--- DOCUMENT SEGMENT ---

Values in parentheses are 95 per cent confidence intervals.

However, when the Hct‐based BL formula was applied, open surgery was not found to be a significant variable predicting increased BL (OR 0·52, 0·23 to 1·20; P = 0·126).

Discussion

Regarding surgical approach, controversy exists over whether laparoscopic hepatectomy leads to decreased intraoperative BL compared with open surgery. During the Second International Consensus Conference of Laparoscopic Liver Resection (ICCLLR), 82 comparative studies and 12 meta‐analyses were reviewed to evaluate the short‐term outcomes of laparoscopic versus open hepatectomy25. Intraoperative BL was significantly less for laparoscopic compared with open hepatectomy in 40 comparative studies and eight meta‐analyses, whereas it was similar for both approaches in 30 comparative studies and one meta‐analysis25. The second ICCLLR concluded that ‘estimated blood loss was considered by the jury to be an unreliable metric’, and strongly recommended researchers to ‘consider performing studies to standardize method of blood loss measurement’25. Following the second ICCLLR, three case‐matched studies with propensity score analysis using Japanese multicentre series26, 27 or National Clinical Database information28 demonstrated significantly less intraoperative BL in laparoscopic versus open hepatectomy. However, the intraoperative BL was equivalent for laparoscopic and open hepatectomy in comparative studies using propensity score matching reported from Korea29 and China30, and in an RCT31 from Norway focusing on minor hepatectomy for colorectal liver metastases.

In the present study, a laparoscopic approach was associated with significantly decreased BL during hepatectomy when BL was measured by the conventional method as the sum of intraoperative suction fluid amounts and increase in operative gauze weight. However, when BL was estimated using formulas based on changes in blood counts, the surgical approach (laparoscopic versus open) did not significantly affect BL during hepatectomy. Blood count‐based formulas have mainly been applied in orthopaedic surgery7, 8, 9, 10, 11; the accuracy of these formulas in hepatectomy could be validated by the significant positive and almost one‐to‐one linear correlations documented between conventional BL and BL estimated by the blood count‐based formulas in the open group. In contrast, in the laparoscopic group, BL estimated by the blood count‐based formulas showed no significant correlations and tended to be roughly three times higher than the conventional BL.

A possible explanation could be related to limitations in suctioning of fluids throughout the abdominal cavity during laparoscopic procedures, especially when patients are placed in the reverse‐Trendelenburg position. Another possible reason is the tendency for pneumoperitoneum pressure to decrease the amount of ascitic fluids, which is a potential advantage of laparoscopic surgery; however, based on the present results, this seems unlikely because of the 1 : 1 linear relationship between conventional BL and blood count‐based BL in the open group.

The major limitation of the present study is the significant difference in hepatectomy procedures between groups, which could have caused bias in BL estimation, even after adjustment by use of BL per hepatic transection area. The potential underestimation of BL during laparoscopic hepatectomy should be investigated further in larger prospective studies using blood count‐based BL estimation in addition to the conventional method. An unbiased method for estimating BL during hepatectomy would be required, especially for the purpose of designing clinical studies for evaluating the benefits of laparoscopic surgery.

--- GIVEN RECORDS ---

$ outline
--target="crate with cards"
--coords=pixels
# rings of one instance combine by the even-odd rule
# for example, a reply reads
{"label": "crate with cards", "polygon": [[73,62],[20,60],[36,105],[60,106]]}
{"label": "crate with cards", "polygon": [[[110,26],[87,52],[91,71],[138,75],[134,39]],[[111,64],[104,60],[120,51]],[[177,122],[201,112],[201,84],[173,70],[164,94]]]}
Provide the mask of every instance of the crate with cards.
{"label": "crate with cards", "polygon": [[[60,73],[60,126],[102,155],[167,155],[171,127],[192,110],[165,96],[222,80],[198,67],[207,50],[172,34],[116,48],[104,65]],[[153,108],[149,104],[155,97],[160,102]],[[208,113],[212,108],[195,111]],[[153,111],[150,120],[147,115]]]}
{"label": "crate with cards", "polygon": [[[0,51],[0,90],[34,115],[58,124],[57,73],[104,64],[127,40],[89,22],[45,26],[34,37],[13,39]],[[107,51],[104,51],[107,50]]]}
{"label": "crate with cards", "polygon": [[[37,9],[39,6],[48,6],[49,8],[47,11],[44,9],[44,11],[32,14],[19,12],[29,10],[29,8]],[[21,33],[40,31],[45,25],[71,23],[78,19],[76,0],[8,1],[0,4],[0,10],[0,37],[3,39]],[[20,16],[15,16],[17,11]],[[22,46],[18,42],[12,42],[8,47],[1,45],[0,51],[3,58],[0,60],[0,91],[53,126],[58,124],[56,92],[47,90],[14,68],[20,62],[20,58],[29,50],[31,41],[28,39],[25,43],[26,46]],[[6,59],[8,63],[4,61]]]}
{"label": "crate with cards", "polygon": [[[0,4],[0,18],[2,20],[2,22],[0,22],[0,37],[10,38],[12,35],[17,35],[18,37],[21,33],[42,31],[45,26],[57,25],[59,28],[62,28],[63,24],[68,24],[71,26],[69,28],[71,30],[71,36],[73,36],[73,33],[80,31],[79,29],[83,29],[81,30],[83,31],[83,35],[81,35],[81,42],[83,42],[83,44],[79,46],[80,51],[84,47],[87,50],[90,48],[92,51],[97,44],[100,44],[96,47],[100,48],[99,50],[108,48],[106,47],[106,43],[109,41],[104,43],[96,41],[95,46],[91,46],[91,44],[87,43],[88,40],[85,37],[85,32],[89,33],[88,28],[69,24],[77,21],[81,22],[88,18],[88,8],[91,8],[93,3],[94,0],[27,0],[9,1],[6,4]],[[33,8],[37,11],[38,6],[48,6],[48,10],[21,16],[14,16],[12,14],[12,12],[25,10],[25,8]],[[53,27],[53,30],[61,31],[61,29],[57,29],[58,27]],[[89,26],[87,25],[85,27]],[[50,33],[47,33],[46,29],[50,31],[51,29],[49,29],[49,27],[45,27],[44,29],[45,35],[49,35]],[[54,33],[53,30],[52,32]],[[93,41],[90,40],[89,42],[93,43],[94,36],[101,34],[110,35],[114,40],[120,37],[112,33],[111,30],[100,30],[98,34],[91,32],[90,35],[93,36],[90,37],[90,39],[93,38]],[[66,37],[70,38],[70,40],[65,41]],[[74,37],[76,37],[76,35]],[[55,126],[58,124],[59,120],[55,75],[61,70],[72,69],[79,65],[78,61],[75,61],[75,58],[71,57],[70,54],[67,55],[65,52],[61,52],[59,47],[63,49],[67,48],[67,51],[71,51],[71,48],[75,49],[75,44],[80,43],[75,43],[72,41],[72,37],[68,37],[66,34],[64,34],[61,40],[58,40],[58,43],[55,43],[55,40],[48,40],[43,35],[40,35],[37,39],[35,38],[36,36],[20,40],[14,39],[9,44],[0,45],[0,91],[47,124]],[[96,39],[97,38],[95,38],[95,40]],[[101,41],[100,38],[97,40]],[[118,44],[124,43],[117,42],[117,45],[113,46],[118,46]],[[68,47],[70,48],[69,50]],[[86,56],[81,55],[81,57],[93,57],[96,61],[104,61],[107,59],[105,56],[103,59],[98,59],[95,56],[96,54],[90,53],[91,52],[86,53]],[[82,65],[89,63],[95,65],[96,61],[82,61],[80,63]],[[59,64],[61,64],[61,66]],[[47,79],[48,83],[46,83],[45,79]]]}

---

(ACTION ITEM A): Using the hepatectomy blood loss discussion, decide whether each statement agrees with the text, answering yes or no and quoting the deciding words: (i) The jury at the second ICCLLR judged estimated blood loss to be an unreliable metric. (ii) In the laparoscopic group, blood loss estimated by the formulas tended to be roughly three times lower than the conventional measure. (iii) The RCT from Norway focused on major hepatectomy.
(ACTION ITEM B): Write out the part of the hepatectomy blood loss discussion starting with "A possible explanation" and going on through "BL in the open group.".

(SOLUTION A):
(i) Yes: "estimated blood loss was considered by the jury to be an unreliable metric"
(ii) No: "tended to be roughly three times higher than the conventional BL"
(iii) No: "focusing on minor hepatectomy for colorectal liver metastases"

(SOLUTION B):
A possible explanation could be related to limitations in suctioning of fluids throughout the abdominal cavity during laparoscopic procedures, especially when patients are placed in the reverse‐Trendelenburg position. Another possible reason is the tendency for pneumoperitoneum pressure to decrease the amount of ascitic fluids, which is a potential advantage of laparoscopic surgery; however, based on the present results, this seems unlikely because of the 1 : 1 linear relationship between conventional BL and blood count‐based BL in the open group.